*REQUIRED TASK*. Return nothing but the lines from the line containing "Every instance of the driver" through the last line of the records, reproduced exactly.

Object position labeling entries
+-------+

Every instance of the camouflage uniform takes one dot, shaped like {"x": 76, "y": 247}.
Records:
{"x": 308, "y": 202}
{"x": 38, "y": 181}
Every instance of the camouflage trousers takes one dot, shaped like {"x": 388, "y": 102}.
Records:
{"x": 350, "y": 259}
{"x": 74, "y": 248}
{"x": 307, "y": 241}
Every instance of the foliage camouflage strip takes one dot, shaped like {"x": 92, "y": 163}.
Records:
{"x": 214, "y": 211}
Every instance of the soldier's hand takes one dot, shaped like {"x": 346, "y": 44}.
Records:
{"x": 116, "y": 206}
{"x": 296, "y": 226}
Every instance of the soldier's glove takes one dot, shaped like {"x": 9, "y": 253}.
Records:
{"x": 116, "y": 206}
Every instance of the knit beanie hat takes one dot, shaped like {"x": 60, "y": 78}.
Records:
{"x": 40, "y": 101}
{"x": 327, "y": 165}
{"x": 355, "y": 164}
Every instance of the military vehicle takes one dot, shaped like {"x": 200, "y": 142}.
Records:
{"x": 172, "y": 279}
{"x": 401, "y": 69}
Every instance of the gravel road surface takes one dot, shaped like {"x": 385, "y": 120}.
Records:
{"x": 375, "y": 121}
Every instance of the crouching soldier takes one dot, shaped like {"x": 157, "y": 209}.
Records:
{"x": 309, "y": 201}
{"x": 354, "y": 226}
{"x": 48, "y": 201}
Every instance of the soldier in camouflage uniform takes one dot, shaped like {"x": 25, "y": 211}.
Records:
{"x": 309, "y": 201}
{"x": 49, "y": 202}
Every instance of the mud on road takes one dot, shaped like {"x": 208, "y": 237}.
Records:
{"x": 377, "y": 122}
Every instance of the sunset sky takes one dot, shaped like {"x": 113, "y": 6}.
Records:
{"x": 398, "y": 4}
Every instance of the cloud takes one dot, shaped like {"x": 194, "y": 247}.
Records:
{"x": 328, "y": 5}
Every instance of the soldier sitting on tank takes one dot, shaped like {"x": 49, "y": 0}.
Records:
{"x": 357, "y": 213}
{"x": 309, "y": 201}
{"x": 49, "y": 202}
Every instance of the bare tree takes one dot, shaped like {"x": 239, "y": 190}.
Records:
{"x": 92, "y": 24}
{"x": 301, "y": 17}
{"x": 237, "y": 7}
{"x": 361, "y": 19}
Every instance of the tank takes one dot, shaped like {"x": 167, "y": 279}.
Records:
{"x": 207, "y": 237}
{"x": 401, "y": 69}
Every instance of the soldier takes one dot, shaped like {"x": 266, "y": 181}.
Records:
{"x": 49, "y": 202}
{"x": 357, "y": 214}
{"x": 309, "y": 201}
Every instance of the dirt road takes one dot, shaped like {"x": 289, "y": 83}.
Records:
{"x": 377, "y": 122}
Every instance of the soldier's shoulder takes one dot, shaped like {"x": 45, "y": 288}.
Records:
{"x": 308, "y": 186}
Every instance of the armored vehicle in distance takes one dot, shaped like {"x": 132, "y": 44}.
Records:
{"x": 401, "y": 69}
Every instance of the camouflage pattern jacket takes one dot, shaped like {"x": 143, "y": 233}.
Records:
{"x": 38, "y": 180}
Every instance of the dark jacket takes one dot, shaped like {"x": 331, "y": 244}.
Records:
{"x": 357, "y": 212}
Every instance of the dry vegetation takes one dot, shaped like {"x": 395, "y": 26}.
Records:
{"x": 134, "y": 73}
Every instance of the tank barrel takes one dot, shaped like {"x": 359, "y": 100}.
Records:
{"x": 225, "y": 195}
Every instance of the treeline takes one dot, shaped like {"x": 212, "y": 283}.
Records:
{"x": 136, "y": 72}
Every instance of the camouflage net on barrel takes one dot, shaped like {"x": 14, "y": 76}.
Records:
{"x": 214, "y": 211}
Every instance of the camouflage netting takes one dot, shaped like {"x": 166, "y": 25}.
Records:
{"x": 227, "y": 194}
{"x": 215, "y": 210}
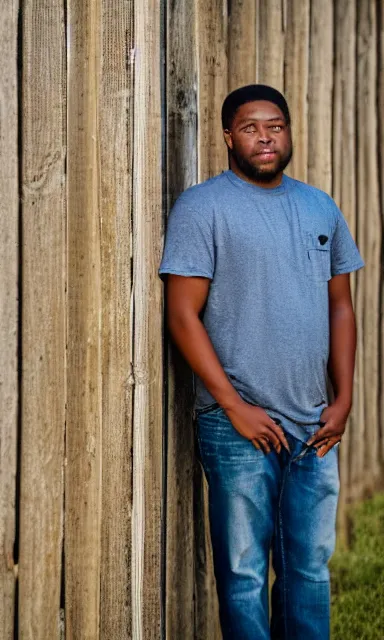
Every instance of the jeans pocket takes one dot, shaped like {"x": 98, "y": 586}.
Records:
{"x": 212, "y": 408}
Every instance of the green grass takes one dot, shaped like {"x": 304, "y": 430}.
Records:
{"x": 357, "y": 577}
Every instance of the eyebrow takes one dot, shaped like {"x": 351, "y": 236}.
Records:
{"x": 250, "y": 120}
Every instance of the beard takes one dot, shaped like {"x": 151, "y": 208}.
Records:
{"x": 260, "y": 174}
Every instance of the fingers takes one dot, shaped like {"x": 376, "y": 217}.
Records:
{"x": 263, "y": 444}
{"x": 321, "y": 434}
{"x": 326, "y": 445}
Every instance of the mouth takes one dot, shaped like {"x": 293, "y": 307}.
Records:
{"x": 266, "y": 155}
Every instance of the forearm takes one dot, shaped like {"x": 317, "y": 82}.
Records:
{"x": 191, "y": 338}
{"x": 342, "y": 352}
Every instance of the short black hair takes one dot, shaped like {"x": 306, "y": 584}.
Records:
{"x": 250, "y": 93}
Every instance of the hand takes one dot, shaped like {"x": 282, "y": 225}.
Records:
{"x": 334, "y": 418}
{"x": 255, "y": 424}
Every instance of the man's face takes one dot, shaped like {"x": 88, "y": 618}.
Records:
{"x": 260, "y": 141}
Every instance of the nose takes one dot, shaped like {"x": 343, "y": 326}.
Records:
{"x": 264, "y": 135}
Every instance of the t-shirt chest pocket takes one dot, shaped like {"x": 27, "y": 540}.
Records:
{"x": 318, "y": 262}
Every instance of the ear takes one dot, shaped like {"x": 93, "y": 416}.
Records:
{"x": 228, "y": 138}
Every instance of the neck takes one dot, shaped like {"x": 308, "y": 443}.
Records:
{"x": 275, "y": 182}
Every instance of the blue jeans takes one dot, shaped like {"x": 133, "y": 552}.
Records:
{"x": 259, "y": 502}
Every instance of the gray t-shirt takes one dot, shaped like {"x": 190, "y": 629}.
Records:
{"x": 269, "y": 254}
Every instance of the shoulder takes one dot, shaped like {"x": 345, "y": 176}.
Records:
{"x": 315, "y": 196}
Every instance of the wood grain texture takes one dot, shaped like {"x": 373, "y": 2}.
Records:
{"x": 181, "y": 173}
{"x": 212, "y": 29}
{"x": 115, "y": 107}
{"x": 320, "y": 95}
{"x": 270, "y": 43}
{"x": 380, "y": 18}
{"x": 148, "y": 356}
{"x": 296, "y": 83}
{"x": 211, "y": 33}
{"x": 9, "y": 213}
{"x": 43, "y": 319}
{"x": 241, "y": 43}
{"x": 344, "y": 193}
{"x": 83, "y": 434}
{"x": 369, "y": 225}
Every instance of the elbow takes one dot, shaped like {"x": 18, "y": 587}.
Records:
{"x": 180, "y": 319}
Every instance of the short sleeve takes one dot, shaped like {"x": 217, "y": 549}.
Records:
{"x": 189, "y": 243}
{"x": 345, "y": 256}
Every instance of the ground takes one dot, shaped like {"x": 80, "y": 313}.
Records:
{"x": 358, "y": 577}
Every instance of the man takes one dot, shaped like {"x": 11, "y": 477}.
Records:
{"x": 259, "y": 304}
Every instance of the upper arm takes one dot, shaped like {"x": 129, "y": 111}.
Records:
{"x": 186, "y": 295}
{"x": 339, "y": 292}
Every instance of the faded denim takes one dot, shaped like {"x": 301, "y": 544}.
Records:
{"x": 258, "y": 502}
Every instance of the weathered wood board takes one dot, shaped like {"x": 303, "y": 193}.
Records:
{"x": 368, "y": 230}
{"x": 320, "y": 95}
{"x": 212, "y": 31}
{"x": 270, "y": 43}
{"x": 181, "y": 114}
{"x": 147, "y": 510}
{"x": 83, "y": 418}
{"x": 296, "y": 69}
{"x": 241, "y": 43}
{"x": 115, "y": 100}
{"x": 43, "y": 252}
{"x": 9, "y": 260}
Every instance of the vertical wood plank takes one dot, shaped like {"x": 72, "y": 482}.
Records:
{"x": 296, "y": 83}
{"x": 344, "y": 193}
{"x": 9, "y": 208}
{"x": 211, "y": 33}
{"x": 147, "y": 292}
{"x": 270, "y": 43}
{"x": 320, "y": 95}
{"x": 241, "y": 43}
{"x": 207, "y": 623}
{"x": 82, "y": 483}
{"x": 43, "y": 319}
{"x": 181, "y": 173}
{"x": 369, "y": 225}
{"x": 116, "y": 150}
{"x": 381, "y": 169}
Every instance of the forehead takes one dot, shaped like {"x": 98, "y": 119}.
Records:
{"x": 257, "y": 110}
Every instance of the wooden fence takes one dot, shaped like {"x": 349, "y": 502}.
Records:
{"x": 108, "y": 110}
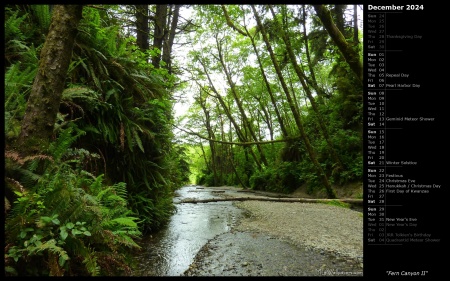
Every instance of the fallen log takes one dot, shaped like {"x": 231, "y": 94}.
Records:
{"x": 299, "y": 200}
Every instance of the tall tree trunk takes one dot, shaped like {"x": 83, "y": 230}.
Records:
{"x": 170, "y": 37}
{"x": 299, "y": 123}
{"x": 211, "y": 135}
{"x": 351, "y": 56}
{"x": 241, "y": 136}
{"x": 266, "y": 81}
{"x": 245, "y": 121}
{"x": 159, "y": 31}
{"x": 301, "y": 75}
{"x": 45, "y": 97}
{"x": 142, "y": 28}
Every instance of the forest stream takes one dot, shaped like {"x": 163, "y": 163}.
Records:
{"x": 200, "y": 240}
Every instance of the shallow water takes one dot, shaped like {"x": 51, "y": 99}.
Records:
{"x": 170, "y": 251}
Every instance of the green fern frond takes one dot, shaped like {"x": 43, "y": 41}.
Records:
{"x": 90, "y": 261}
{"x": 138, "y": 140}
{"x": 12, "y": 25}
{"x": 43, "y": 15}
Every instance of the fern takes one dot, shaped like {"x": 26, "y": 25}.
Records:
{"x": 43, "y": 15}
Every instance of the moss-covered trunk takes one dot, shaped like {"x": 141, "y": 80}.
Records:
{"x": 45, "y": 97}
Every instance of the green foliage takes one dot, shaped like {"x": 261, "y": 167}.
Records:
{"x": 284, "y": 178}
{"x": 69, "y": 220}
{"x": 337, "y": 203}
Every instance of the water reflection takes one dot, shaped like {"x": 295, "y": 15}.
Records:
{"x": 170, "y": 251}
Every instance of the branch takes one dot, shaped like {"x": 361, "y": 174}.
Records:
{"x": 230, "y": 23}
{"x": 236, "y": 143}
{"x": 298, "y": 200}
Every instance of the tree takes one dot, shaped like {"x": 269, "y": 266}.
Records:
{"x": 44, "y": 101}
{"x": 350, "y": 55}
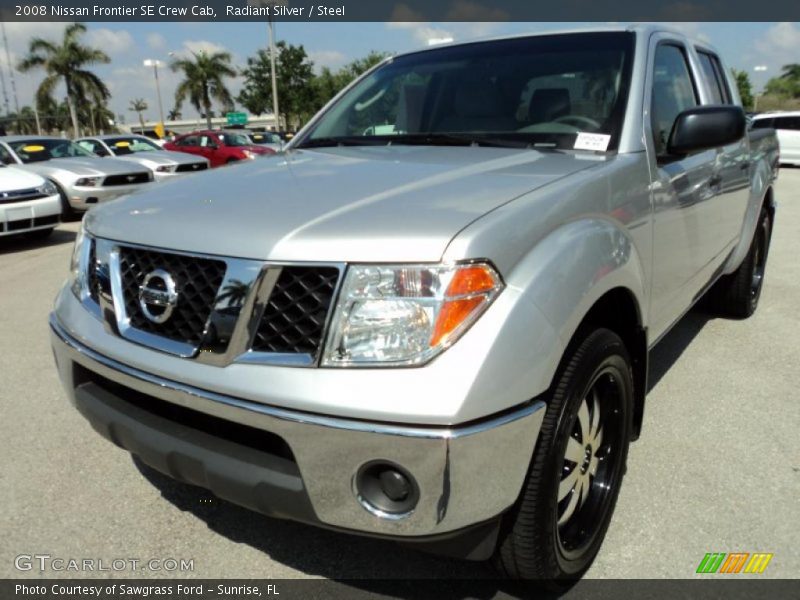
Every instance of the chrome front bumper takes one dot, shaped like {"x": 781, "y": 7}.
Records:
{"x": 465, "y": 474}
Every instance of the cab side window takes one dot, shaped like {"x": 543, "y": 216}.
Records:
{"x": 673, "y": 92}
{"x": 712, "y": 72}
{"x": 5, "y": 156}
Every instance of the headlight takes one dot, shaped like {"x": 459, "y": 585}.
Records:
{"x": 77, "y": 263}
{"x": 88, "y": 181}
{"x": 48, "y": 189}
{"x": 406, "y": 315}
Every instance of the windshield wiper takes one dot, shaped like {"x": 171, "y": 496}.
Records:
{"x": 332, "y": 142}
{"x": 458, "y": 139}
{"x": 418, "y": 139}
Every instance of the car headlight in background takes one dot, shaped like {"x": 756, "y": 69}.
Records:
{"x": 406, "y": 314}
{"x": 89, "y": 181}
{"x": 76, "y": 263}
{"x": 48, "y": 188}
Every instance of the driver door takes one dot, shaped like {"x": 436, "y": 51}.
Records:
{"x": 680, "y": 188}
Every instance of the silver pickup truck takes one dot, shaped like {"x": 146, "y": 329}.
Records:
{"x": 429, "y": 319}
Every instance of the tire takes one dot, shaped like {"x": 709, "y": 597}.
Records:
{"x": 540, "y": 538}
{"x": 736, "y": 295}
{"x": 40, "y": 234}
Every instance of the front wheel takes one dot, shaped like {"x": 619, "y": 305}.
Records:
{"x": 556, "y": 529}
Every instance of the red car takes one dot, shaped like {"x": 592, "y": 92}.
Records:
{"x": 219, "y": 147}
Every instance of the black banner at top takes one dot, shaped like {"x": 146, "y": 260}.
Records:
{"x": 399, "y": 10}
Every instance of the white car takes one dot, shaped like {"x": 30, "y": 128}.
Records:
{"x": 141, "y": 150}
{"x": 82, "y": 178}
{"x": 28, "y": 203}
{"x": 787, "y": 126}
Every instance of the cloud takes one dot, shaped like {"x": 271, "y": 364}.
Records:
{"x": 780, "y": 44}
{"x": 689, "y": 28}
{"x": 112, "y": 42}
{"x": 156, "y": 41}
{"x": 464, "y": 10}
{"x": 332, "y": 59}
{"x": 198, "y": 46}
{"x": 465, "y": 19}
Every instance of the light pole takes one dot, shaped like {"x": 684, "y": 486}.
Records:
{"x": 274, "y": 77}
{"x": 758, "y": 69}
{"x": 270, "y": 5}
{"x": 155, "y": 64}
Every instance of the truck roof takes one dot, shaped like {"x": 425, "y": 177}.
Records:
{"x": 643, "y": 29}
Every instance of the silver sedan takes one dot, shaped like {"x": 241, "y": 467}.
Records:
{"x": 82, "y": 178}
{"x": 139, "y": 149}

+-------+

*TASK RESPONSE*.
Every instance of the driver door takes one dot, shaped like {"x": 436, "y": 51}.
Records:
{"x": 680, "y": 188}
Every instance of the silver pickup truck takes one dot, shaped like {"x": 146, "y": 329}.
Records:
{"x": 429, "y": 319}
Every instance of the tire takes one dot, shaped like {"x": 709, "y": 597}.
Records:
{"x": 540, "y": 538}
{"x": 736, "y": 295}
{"x": 40, "y": 234}
Every instance of the front wheel takes one dot, shaped like {"x": 619, "y": 305}.
Records:
{"x": 556, "y": 529}
Every instance of the red car takes one dot, shaped like {"x": 592, "y": 92}.
Records:
{"x": 219, "y": 147}
Every instance of the black banner at top takes one dot, shaped like {"x": 146, "y": 260}.
Records:
{"x": 399, "y": 10}
Every instance of the white car takes one dot, shaped like {"x": 30, "y": 128}.
Records:
{"x": 141, "y": 150}
{"x": 82, "y": 178}
{"x": 28, "y": 203}
{"x": 787, "y": 126}
Every instance of the cloud takes one dot, shaped like {"x": 271, "y": 364}.
Records:
{"x": 780, "y": 44}
{"x": 689, "y": 28}
{"x": 112, "y": 42}
{"x": 156, "y": 41}
{"x": 464, "y": 10}
{"x": 332, "y": 59}
{"x": 198, "y": 46}
{"x": 465, "y": 19}
Every instance of the light pole takes one dot, shaped like {"x": 684, "y": 486}.
Records:
{"x": 274, "y": 77}
{"x": 758, "y": 69}
{"x": 270, "y": 5}
{"x": 155, "y": 64}
Every instance of the truck roof takes one dot, shaped like {"x": 425, "y": 177}.
Records:
{"x": 643, "y": 29}
Every instance of the silver sedan takes one dot, shaped like {"x": 241, "y": 467}.
Records:
{"x": 82, "y": 178}
{"x": 139, "y": 149}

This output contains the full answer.